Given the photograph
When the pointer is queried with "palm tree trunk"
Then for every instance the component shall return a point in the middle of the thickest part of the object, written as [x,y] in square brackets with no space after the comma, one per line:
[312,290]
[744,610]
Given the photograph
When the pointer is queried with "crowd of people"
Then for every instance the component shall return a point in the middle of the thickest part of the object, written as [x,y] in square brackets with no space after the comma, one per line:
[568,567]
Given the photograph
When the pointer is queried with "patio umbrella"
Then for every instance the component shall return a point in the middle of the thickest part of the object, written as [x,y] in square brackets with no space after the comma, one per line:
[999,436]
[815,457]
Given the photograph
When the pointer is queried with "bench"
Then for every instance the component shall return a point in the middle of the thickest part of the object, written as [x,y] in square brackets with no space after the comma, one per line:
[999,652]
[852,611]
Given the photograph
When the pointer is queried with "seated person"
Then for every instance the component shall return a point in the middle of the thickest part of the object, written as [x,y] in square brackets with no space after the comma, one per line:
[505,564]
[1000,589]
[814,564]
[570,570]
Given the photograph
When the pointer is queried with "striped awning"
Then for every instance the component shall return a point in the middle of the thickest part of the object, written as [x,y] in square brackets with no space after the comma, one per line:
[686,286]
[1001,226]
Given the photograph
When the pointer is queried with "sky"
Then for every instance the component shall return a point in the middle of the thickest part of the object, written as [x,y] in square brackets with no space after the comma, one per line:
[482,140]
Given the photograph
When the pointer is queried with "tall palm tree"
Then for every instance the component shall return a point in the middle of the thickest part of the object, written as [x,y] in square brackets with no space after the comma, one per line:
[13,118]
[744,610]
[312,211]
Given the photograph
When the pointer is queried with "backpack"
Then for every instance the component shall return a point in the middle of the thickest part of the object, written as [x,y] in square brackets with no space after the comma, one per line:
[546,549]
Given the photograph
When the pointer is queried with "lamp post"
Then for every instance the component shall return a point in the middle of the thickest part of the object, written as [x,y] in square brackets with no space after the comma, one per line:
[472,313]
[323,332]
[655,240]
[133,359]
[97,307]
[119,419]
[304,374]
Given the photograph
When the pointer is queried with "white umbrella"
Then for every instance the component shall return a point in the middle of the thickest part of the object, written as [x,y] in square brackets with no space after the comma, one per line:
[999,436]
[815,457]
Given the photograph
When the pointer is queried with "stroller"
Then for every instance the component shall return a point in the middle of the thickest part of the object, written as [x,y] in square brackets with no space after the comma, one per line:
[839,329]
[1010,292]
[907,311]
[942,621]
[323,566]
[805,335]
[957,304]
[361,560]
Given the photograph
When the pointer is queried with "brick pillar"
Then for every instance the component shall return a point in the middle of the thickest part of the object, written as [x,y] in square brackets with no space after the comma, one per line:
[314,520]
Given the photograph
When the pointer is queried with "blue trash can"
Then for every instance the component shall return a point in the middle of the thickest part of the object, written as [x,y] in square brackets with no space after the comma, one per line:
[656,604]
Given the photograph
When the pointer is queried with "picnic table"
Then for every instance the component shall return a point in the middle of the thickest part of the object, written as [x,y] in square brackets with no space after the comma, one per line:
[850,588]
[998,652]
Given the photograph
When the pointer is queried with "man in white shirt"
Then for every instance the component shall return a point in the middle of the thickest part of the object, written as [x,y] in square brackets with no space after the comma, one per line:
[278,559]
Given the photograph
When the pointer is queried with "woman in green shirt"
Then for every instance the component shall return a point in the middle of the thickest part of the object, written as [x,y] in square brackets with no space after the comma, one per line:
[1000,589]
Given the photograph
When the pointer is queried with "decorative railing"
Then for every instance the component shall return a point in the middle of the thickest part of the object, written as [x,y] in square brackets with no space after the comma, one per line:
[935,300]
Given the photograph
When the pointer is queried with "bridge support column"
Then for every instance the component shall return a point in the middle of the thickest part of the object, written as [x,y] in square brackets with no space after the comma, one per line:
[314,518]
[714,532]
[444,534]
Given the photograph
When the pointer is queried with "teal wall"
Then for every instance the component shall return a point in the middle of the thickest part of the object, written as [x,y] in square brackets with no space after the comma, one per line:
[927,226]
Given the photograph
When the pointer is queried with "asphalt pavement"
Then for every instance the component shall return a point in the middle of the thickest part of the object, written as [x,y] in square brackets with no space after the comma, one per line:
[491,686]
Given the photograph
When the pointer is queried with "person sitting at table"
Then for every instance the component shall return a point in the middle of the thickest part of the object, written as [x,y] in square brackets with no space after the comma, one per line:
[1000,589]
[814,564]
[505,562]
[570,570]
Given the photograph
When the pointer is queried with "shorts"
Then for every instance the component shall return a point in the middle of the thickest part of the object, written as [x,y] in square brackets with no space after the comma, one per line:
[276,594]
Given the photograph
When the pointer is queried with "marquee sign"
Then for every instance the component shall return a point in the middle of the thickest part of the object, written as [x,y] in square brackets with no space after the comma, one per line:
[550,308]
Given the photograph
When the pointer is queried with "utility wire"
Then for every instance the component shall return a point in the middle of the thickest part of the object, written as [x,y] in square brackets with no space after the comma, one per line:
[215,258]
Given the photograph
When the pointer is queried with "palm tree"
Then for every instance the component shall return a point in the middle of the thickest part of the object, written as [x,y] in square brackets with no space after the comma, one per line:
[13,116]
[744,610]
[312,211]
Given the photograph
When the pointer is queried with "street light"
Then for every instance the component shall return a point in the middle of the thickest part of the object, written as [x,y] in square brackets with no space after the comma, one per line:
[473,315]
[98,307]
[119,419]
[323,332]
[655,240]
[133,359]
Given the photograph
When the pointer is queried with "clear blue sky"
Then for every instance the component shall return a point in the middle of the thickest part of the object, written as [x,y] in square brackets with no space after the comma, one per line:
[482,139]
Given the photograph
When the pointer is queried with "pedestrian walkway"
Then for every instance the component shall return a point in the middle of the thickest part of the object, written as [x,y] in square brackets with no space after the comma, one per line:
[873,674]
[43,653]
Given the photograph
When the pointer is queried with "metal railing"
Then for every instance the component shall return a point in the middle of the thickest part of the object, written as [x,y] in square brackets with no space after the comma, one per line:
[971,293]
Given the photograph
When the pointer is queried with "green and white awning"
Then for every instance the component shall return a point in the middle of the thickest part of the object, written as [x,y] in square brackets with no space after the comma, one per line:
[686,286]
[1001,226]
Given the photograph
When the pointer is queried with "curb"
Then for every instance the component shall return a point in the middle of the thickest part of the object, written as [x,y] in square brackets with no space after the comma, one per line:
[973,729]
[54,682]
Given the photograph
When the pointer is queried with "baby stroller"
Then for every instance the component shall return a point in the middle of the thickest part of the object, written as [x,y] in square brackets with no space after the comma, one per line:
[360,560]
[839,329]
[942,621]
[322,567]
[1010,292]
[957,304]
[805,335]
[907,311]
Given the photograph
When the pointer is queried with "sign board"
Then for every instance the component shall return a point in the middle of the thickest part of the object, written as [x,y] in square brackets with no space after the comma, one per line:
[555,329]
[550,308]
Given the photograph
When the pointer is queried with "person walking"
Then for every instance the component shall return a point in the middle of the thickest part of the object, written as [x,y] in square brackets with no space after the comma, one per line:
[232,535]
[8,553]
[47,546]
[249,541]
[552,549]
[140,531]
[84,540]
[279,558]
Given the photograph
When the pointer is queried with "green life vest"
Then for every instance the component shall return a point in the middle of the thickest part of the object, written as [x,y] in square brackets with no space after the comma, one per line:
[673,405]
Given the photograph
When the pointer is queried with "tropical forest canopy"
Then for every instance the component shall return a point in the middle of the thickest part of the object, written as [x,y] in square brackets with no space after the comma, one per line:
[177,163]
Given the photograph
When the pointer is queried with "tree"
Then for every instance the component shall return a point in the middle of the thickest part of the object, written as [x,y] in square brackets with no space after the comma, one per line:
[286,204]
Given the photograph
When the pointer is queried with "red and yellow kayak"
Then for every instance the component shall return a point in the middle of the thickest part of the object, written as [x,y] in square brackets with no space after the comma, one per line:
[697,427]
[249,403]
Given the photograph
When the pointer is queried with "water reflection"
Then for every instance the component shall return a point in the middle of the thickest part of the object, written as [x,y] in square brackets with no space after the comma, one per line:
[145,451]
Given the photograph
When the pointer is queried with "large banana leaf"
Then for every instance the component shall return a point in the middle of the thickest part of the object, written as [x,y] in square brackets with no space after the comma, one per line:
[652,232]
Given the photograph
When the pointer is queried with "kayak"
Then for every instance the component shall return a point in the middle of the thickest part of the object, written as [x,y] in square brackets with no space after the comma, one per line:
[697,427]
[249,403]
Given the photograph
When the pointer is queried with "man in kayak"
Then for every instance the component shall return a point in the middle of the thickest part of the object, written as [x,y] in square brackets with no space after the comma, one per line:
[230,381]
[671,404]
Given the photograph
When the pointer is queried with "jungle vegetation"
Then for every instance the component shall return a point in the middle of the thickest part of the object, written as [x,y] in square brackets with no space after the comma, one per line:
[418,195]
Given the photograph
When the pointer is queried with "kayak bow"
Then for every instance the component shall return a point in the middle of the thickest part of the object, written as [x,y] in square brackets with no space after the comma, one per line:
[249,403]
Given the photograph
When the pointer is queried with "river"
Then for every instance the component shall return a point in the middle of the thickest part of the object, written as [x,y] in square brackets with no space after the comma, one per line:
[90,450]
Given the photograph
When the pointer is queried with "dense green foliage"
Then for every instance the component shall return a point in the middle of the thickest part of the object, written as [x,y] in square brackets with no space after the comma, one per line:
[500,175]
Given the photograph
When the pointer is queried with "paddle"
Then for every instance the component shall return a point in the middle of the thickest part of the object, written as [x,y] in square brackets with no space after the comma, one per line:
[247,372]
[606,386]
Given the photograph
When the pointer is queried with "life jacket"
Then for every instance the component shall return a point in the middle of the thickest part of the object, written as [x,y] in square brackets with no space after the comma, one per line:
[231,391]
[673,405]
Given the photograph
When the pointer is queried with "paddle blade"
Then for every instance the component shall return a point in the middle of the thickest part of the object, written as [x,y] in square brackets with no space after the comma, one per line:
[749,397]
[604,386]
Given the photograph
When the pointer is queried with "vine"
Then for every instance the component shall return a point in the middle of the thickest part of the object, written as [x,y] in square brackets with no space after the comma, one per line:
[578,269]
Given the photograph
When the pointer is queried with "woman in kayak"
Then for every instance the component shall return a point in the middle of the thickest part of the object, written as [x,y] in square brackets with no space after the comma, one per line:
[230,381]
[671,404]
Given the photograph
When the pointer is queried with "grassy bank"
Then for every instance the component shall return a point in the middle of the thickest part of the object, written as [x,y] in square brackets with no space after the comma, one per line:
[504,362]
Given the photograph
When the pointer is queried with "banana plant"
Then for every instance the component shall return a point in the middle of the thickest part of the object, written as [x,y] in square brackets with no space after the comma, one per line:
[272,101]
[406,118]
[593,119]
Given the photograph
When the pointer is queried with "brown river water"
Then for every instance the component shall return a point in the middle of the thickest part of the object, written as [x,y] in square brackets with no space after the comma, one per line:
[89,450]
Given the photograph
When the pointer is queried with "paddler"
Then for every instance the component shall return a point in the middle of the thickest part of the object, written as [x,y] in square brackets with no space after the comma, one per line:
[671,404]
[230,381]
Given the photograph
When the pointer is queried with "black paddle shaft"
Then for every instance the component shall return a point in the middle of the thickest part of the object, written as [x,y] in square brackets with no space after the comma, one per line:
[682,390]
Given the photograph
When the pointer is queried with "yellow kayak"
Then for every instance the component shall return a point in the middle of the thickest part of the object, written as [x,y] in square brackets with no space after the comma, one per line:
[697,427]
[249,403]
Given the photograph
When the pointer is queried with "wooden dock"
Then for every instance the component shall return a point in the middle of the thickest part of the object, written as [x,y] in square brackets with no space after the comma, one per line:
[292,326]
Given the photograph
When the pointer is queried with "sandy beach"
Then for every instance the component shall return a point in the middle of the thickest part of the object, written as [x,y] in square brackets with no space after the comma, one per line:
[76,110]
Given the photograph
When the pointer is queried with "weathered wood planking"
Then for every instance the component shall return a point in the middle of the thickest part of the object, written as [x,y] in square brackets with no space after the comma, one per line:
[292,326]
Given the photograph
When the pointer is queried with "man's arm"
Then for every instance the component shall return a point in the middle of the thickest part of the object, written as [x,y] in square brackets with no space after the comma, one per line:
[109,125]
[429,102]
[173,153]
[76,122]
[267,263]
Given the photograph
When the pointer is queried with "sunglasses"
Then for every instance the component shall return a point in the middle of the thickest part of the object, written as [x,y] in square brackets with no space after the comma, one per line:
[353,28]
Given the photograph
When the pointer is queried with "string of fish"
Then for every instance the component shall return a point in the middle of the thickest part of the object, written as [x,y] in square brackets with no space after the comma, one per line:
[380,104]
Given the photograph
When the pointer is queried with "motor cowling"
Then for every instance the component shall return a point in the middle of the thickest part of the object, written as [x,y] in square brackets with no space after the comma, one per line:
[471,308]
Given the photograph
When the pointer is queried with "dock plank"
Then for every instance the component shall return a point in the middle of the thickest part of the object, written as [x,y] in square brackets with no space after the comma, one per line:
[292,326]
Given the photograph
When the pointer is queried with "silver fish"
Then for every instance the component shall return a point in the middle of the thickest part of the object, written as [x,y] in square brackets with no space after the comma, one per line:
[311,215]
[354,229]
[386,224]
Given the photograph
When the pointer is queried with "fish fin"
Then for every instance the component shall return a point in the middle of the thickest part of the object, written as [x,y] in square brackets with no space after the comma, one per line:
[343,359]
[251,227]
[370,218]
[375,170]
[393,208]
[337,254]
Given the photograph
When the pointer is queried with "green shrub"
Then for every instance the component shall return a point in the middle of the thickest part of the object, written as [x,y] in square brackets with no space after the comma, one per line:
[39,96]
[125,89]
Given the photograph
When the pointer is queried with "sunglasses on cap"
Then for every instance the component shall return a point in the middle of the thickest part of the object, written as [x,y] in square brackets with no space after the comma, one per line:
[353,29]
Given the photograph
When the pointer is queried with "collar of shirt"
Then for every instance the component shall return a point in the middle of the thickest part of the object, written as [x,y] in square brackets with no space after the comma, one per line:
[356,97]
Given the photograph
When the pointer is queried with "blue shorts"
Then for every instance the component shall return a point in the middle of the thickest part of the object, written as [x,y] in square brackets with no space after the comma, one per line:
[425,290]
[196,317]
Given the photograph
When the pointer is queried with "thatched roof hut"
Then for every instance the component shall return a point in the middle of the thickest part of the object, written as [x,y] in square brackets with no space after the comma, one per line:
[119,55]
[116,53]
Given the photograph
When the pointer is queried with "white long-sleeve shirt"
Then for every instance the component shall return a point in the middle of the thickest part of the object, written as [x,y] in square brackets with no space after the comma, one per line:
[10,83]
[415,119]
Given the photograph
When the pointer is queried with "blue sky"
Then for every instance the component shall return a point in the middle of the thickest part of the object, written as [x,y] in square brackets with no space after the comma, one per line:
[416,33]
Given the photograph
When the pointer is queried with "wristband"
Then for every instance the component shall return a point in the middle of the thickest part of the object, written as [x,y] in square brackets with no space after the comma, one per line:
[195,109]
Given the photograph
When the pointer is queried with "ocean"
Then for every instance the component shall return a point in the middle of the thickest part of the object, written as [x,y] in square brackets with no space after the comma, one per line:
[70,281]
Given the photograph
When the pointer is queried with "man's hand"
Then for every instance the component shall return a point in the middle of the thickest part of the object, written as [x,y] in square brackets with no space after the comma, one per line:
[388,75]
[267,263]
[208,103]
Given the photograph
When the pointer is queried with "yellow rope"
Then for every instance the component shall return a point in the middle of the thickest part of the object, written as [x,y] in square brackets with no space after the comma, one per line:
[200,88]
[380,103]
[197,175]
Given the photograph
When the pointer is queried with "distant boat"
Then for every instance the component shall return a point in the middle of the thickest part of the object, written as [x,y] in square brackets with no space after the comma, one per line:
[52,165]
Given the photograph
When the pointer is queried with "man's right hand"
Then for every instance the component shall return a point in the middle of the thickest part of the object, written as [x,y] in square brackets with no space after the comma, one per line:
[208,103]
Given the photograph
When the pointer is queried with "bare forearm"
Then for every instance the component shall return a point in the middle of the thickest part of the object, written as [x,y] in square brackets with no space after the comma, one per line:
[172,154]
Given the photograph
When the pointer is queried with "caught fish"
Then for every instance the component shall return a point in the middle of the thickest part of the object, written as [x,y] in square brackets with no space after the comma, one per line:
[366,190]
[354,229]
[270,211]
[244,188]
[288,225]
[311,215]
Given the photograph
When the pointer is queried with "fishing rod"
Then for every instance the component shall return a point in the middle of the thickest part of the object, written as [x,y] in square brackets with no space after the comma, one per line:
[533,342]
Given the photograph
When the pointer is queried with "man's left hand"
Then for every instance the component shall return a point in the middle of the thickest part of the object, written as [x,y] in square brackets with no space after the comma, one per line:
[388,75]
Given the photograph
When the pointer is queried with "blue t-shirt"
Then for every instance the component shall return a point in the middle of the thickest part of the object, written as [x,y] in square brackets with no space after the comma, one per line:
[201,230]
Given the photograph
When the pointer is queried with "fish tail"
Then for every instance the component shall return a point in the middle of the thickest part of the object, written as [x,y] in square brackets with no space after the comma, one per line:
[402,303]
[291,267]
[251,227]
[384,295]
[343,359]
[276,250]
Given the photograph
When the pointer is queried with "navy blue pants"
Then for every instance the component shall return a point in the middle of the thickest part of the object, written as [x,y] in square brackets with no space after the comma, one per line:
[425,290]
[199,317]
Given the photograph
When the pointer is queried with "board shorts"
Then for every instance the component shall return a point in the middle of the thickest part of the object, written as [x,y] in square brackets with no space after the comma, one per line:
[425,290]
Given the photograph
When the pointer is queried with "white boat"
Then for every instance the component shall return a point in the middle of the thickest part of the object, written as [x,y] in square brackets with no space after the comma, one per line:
####################
Exercise. Pick out every line above that contains the string "white", and copy each one in full. Matching is case-sensitive.

The result.
When the pointer is queried with "white umbrella"
When the pointer is queried with "man in white shirt"
When the pointer is queried with "green and white awning"
When the pointer is queried with "white long-sleeve shirt"
When the pointer is queried with "white boat"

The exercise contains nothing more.